STATED EXERCISE: Rewrite the records below, changing every occurrence of "top-left corner" to "upper-left corner" and keeping everything else identical.
***** LISTED ENTRIES
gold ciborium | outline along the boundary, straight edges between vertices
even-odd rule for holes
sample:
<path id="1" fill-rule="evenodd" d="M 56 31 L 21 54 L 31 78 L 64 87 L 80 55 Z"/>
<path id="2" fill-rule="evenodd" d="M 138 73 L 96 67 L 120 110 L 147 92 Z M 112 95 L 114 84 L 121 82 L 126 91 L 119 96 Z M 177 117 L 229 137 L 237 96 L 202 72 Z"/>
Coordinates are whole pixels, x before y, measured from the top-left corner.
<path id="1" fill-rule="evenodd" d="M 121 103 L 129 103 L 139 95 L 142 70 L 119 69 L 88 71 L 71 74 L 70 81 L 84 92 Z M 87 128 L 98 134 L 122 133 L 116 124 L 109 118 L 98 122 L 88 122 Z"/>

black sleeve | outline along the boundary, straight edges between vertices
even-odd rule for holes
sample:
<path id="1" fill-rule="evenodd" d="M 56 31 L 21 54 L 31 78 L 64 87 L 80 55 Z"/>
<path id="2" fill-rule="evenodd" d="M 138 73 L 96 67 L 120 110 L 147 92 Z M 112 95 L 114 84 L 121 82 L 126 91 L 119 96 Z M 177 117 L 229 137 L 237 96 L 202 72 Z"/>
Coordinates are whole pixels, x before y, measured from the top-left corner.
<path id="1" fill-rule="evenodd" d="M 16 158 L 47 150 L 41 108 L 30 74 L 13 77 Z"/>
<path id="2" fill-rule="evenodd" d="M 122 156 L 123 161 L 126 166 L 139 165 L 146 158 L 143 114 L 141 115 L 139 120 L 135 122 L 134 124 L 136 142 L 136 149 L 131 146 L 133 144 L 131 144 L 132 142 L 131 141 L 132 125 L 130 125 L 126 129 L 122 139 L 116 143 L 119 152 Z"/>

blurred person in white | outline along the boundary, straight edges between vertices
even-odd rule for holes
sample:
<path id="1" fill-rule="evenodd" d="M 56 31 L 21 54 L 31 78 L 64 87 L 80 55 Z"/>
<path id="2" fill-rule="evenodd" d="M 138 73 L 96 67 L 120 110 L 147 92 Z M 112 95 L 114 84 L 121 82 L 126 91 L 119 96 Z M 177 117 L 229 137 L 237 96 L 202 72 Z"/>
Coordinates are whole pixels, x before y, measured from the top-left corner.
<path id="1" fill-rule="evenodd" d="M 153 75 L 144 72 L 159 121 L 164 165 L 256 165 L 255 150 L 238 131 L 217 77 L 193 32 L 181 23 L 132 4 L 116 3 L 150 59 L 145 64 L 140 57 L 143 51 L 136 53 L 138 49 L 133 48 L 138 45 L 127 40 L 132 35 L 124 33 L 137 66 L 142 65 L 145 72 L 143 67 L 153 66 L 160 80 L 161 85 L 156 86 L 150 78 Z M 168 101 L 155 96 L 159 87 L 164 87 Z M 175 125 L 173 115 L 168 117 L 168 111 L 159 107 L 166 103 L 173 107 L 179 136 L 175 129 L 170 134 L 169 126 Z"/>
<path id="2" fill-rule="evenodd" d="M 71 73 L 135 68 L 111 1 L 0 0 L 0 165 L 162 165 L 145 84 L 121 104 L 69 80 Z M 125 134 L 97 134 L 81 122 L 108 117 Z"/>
**********
FULL OUTPUT:
gold ciborium | outline along the boundary, straight edges between vertices
even-odd rule for holes
sample:
<path id="1" fill-rule="evenodd" d="M 56 31 L 21 54 L 31 78 L 64 87 L 80 55 Z"/>
<path id="2" fill-rule="evenodd" d="M 138 73 L 96 67 L 120 110 L 147 92 Z M 112 95 L 114 84 L 121 82 L 126 91 L 119 96 Z M 177 117 L 229 137 L 237 96 L 202 72 Z"/>
Coordinates are whole pixels, x before y, measured from the upper-left corner.
<path id="1" fill-rule="evenodd" d="M 121 103 L 129 103 L 139 95 L 142 70 L 119 69 L 88 71 L 71 74 L 70 81 L 84 92 Z M 87 128 L 98 134 L 122 133 L 116 124 L 109 118 L 98 122 L 88 122 Z"/>

black sleeve | outline along the boundary, straight edges between vertices
even-odd rule for holes
sample:
<path id="1" fill-rule="evenodd" d="M 56 31 L 21 54 L 31 78 L 64 87 L 80 55 Z"/>
<path id="2" fill-rule="evenodd" d="M 138 73 L 96 67 L 120 110 L 147 92 Z M 112 95 L 114 84 L 121 82 L 126 91 L 119 96 Z M 177 117 L 229 137 L 237 96 L 202 72 Z"/>
Coordinates are whole pixels, x before y, measured from the upper-left corner.
<path id="1" fill-rule="evenodd" d="M 16 158 L 47 150 L 41 108 L 30 74 L 13 77 Z"/>
<path id="2" fill-rule="evenodd" d="M 122 156 L 123 161 L 126 166 L 139 165 L 146 158 L 143 114 L 141 115 L 139 120 L 135 122 L 134 124 L 136 142 L 136 149 L 131 146 L 133 144 L 131 144 L 132 142 L 131 141 L 132 125 L 130 125 L 126 129 L 122 139 L 116 143 L 119 152 Z"/>

blurred person in white | outline along the boundary, straight edges between vertices
even-odd rule for holes
sample:
<path id="1" fill-rule="evenodd" d="M 56 31 L 21 54 L 31 78 L 64 87 L 80 55 Z"/>
<path id="2" fill-rule="evenodd" d="M 138 73 L 96 67 L 120 110 L 147 92 Z M 112 95 L 114 84 L 121 82 L 126 91 L 119 96 Z M 177 117 L 229 137 L 237 96 L 202 72 Z"/>
Coordinates are whole pixels, x before y, measured from the upper-left corner.
<path id="1" fill-rule="evenodd" d="M 153 75 L 144 72 L 159 121 L 164 165 L 256 165 L 255 150 L 238 131 L 217 77 L 193 32 L 181 23 L 132 4 L 116 3 L 150 59 L 145 64 L 140 57 L 143 51 L 136 53 L 138 49 L 133 48 L 138 45 L 127 40 L 132 35 L 124 33 L 137 66 L 142 65 L 145 72 L 143 67 L 153 66 L 160 80 L 161 85 L 156 86 L 150 78 Z M 168 101 L 155 96 L 159 87 L 164 87 Z M 175 125 L 173 115 L 168 117 L 168 111 L 159 107 L 166 103 L 173 107 L 179 136 L 175 129 L 170 134 L 169 126 Z"/>
<path id="2" fill-rule="evenodd" d="M 71 73 L 135 68 L 111 1 L 0 0 L 0 165 L 162 165 L 145 84 L 121 104 L 69 80 Z M 125 134 L 97 134 L 81 122 L 108 117 Z"/>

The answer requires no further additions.